== Text ==
Apr 30, 2018

8 Common Marketing Errors Local Businesses Make

8 Common Marketing Errors Local Businesses Make

If you’re like most small business owners, you probably already know how important marketing is to the success of your business. But marketing can be tricky to get right. Results can take a while to see, and in the meantime, you might worry that you’re doing something wrong.

Unfortunately, much of marketing is trial and error — you have to constantly test strategies to know what works. But some things are a guaranteed win, and without them as a foundation, the rest of your marketing efforts start to crumble.

So today, we’re sharing the 8 most common marketing errors we see local business make and showing you how to avoid them in the future.

1. They don’t have a website

The number one mistake most local businesses make is not having any sort of online presence. According to Clutch, 29% of small businesses don’t have a website — not even a DIY one. Compare that to the 81% of people who search for goods or services online before purchasing, and you start to see the real problem.

Local businesses with no website simply can’t attract the same volume of customers and clients that businesses with websites can.

If you live in certain areas of the U.S., this may cause more problems for you than elsewhere. According to Clutch, local businesses in the Midwest are least likely (58%) to have a website, followed by the South (72%), the Northeast (73%), and the West (77%).

local business marketing mistakes

That means that here in the South, more than 1 in 4 local businesses can’t compete when it comes to attracting customers.

If your business currently doesn’t have a website, we can help you with that. Otherwise, keep reading.

2. Their website isn’t responsive

Having a website up and running is the first step to creating an effective marketing strategy. But if you really want it to help bring in customers, you need more than a basic desktop version. You need a website that’s mobile-responsive.

That’s because 80% of internet users accessed the Web via their smartphones in 2017, and of those people, 61% were more likely to contact a local business if it had a responsive website.

Taking your site beyond the basics and making it easy to use on any device ensures your visitors have a better experience with your brand. Good experiences create feelings of trust, and that’s what ultimately convinces your website visitors to do business with you.

Still, only 56% of small businesses in the U.S. have a mobile-friendly website, and in the South, that rate drops to 51%. That means half of Southern local businesses aren’t ready for the vast majority of their website visitors, and they’re losing potential customers as a result.

3. They’re not active on social media

Social media is one of the most important marketing tools out there for a local business. Not only does it give you a platform to connect with your community and start building a reputation for your brand, but it’s also completely free.

With social media, you can connect with your customer base, build brand awareness and loyalty, drive traffic to your website, keep tabs on your competitors, and so much more. If you have some wiggle room in the marketing budget, you can start exploring the advertising options that are now available on nearly every existing social media platform.

Worried that your customers won’t engage with your social media accounts? Don’t be. Social media is now the most widely preferred avenue for customer care. In fact, 30% of Millennials engage with brands on at least a monthly basis, as do 32% of Gen Xers and 14% of Baby Boomers.

enerational engagement on social media local business marketing mistakes

So by being active on social media, you’re making it easier for your potential customers to engage with your brand frequently. And when it’s easy for them to engage, it’s easy for them to feel comfortable spending money.

== Data ==

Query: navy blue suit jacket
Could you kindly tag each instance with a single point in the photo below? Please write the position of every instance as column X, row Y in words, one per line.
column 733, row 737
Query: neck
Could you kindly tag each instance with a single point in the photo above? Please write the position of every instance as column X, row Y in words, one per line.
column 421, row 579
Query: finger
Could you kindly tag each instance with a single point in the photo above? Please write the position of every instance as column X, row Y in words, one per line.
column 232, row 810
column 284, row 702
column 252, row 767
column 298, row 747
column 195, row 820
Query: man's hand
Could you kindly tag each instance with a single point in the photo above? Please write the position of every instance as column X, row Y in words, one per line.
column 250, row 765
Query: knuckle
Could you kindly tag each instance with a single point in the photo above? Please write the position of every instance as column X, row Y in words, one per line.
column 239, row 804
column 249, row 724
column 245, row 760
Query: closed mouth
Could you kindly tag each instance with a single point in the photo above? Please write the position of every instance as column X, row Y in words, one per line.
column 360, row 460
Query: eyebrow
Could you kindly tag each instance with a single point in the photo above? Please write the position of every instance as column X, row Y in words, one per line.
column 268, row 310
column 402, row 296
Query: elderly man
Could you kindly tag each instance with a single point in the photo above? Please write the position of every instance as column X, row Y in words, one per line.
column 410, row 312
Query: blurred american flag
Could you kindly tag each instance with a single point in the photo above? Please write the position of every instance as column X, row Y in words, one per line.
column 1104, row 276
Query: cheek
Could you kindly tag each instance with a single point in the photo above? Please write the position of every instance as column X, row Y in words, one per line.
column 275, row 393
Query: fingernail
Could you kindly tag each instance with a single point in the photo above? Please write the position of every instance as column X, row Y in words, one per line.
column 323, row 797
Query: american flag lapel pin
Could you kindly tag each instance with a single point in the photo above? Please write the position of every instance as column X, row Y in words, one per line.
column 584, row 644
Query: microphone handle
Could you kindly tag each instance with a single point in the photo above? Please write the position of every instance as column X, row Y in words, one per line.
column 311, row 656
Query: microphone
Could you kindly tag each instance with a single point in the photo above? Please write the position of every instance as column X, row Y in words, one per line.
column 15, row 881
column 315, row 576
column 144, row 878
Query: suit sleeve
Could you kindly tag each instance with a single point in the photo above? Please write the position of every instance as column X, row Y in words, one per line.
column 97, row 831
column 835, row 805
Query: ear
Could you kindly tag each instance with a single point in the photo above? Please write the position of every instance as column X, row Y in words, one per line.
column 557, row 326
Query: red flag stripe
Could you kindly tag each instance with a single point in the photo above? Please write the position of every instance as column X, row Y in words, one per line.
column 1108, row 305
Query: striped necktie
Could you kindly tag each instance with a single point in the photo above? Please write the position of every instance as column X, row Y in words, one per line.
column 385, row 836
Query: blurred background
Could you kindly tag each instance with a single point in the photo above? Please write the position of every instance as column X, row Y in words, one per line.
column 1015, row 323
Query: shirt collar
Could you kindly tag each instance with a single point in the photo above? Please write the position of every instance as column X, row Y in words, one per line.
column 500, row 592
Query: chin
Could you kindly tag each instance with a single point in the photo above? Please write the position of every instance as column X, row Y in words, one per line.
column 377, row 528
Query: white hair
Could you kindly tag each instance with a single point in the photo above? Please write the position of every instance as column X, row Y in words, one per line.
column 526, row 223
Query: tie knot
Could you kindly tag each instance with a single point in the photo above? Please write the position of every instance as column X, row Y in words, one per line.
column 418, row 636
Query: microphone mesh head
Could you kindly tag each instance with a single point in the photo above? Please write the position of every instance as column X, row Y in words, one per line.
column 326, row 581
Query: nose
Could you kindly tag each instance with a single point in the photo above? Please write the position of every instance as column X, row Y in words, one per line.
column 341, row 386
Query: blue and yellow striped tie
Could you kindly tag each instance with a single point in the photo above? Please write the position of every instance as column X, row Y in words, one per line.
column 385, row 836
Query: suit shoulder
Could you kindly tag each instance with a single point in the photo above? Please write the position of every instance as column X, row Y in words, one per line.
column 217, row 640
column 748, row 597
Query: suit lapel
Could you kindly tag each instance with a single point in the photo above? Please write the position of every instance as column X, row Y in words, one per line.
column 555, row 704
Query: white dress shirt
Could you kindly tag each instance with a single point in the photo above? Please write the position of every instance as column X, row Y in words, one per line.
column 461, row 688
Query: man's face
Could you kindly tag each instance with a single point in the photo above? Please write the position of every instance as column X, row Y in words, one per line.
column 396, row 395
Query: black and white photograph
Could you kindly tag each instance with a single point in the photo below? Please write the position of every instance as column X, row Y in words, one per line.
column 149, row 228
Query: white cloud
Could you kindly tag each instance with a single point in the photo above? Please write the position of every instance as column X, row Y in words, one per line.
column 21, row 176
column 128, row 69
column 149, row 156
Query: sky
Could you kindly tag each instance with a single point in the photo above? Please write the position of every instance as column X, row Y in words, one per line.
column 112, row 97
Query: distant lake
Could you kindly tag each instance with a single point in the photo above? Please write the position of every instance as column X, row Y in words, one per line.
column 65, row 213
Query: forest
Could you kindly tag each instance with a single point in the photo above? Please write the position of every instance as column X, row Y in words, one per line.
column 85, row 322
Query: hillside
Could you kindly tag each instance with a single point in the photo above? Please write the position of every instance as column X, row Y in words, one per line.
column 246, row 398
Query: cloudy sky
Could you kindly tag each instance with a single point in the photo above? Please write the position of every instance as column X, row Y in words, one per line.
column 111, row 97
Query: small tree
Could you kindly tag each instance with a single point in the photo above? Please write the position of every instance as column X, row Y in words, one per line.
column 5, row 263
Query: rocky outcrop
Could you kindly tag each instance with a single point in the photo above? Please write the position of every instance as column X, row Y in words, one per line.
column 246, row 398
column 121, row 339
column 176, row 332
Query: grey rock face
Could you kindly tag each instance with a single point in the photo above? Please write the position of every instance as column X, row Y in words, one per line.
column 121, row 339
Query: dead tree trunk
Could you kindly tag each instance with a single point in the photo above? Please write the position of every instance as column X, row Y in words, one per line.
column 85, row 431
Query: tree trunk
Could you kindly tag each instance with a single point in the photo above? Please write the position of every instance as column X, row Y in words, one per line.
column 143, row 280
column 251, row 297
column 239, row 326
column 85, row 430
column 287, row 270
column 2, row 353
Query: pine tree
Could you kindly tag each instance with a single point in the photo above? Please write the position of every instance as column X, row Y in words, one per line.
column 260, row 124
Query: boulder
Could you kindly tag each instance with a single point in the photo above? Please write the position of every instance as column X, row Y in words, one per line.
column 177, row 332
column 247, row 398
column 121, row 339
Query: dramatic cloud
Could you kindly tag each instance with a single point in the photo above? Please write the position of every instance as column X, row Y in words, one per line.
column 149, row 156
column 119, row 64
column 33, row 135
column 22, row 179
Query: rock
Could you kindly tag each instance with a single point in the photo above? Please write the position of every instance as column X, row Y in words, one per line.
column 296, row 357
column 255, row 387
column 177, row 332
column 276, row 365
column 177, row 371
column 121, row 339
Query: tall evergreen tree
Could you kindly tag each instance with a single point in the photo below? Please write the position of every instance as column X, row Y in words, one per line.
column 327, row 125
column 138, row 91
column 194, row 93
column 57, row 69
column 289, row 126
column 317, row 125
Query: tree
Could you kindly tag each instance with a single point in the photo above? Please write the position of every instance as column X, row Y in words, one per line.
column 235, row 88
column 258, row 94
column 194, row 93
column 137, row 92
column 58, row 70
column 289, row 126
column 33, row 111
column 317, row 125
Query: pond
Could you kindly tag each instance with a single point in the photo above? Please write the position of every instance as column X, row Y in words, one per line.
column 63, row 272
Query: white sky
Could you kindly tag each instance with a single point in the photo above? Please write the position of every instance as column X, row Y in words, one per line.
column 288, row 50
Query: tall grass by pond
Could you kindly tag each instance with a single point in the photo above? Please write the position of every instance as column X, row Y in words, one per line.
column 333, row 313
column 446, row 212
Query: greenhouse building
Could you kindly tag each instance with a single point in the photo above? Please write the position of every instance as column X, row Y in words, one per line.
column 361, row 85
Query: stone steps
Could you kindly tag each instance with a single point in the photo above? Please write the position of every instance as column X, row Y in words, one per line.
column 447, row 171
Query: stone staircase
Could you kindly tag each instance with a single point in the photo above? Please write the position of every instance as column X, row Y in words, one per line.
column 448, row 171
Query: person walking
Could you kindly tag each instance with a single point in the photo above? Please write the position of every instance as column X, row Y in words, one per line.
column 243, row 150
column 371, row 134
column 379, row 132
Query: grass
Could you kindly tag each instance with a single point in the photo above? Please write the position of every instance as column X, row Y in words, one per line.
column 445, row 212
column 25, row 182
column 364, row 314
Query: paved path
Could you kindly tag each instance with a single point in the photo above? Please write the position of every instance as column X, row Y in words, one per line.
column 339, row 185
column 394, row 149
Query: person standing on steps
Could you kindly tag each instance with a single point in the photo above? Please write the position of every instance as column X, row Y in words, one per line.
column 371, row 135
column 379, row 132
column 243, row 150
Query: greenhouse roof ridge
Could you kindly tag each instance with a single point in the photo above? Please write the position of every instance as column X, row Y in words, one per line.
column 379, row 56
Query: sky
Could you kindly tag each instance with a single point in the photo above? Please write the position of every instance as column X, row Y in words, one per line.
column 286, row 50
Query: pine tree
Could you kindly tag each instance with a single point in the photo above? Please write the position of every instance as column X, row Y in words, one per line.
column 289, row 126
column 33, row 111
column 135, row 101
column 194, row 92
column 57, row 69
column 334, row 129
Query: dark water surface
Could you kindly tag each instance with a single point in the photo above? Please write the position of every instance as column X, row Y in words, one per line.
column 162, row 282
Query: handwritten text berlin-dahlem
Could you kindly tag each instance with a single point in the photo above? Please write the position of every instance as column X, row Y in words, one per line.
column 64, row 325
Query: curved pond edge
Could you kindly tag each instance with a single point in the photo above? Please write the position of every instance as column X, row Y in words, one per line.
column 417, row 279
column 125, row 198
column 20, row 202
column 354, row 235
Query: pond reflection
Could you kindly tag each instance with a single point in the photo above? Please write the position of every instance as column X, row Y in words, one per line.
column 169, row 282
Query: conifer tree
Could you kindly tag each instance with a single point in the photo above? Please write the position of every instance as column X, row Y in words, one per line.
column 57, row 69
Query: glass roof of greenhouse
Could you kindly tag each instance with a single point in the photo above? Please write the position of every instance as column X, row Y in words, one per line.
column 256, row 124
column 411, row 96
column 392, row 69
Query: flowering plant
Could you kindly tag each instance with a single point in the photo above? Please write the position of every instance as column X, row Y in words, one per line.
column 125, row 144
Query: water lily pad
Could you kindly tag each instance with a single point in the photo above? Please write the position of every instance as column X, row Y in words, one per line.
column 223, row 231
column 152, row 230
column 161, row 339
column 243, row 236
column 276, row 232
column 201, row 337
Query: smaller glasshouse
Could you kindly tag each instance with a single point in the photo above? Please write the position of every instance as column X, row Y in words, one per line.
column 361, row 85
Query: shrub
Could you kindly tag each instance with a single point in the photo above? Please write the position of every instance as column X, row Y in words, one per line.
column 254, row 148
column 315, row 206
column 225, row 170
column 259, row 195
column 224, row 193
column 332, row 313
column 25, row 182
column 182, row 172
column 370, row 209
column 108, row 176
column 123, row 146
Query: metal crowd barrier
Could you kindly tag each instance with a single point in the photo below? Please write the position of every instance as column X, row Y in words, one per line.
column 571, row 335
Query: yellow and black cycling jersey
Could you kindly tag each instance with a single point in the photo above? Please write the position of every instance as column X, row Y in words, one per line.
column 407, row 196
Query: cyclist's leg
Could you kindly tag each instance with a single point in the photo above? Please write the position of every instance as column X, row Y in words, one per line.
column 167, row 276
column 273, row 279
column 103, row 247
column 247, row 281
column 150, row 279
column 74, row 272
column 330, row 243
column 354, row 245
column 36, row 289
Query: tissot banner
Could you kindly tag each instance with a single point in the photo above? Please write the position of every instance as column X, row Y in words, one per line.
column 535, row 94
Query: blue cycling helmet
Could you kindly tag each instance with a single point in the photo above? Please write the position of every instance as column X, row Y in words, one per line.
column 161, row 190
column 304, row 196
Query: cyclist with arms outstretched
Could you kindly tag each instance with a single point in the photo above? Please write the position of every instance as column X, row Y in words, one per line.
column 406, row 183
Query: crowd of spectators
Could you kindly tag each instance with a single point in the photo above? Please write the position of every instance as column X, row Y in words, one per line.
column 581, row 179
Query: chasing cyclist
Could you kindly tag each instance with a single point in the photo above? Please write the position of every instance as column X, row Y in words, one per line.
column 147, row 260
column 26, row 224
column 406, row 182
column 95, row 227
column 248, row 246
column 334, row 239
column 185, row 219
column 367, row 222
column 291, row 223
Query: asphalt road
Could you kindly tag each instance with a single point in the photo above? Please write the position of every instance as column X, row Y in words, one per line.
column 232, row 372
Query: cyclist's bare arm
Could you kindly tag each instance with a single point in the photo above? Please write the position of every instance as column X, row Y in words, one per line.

== Set task 1 ==
According to the article on common local business marketing errors, what share of small businesses in the U.S. have a mobile-friendly website?
== Set task 2 ==
Reproduce the article on common local business marketing errors from "1. They don’t" to "the real problem.", switching "website" to "homepage" throughout.

== Exercise solution 1 ==
Only 56% of small businesses in the U.S. have a mobile-friendly website.

== Exercise solution 2 ==
1. They don’t have a homepage

The number one mistake most local businesses make is not having any sort of online presence. According to Clutch, 29% of small businesses don’t have a homepage — not even a DIY one. Compare that to the 81% of people who search for goods or services online before purchasing, and you start to see the real problem.